Stored records =

....

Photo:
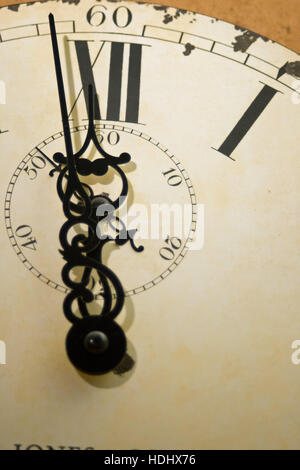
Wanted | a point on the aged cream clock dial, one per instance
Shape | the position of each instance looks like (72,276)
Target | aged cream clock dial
(149,178)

....

Write out every line of the records again, requests included, and leave out the pictures. Multiply each point coordinate in the answers by 1.35 and round to the nearest whole number, with halves rounded up. Leave the numbers in the requests and their format samples unchanged.

Photo:
Wanted | a point on the aged cream clock dial, one per instance
Shape | the position of each instance looks like (72,276)
Target | aged cream clock dial
(201,240)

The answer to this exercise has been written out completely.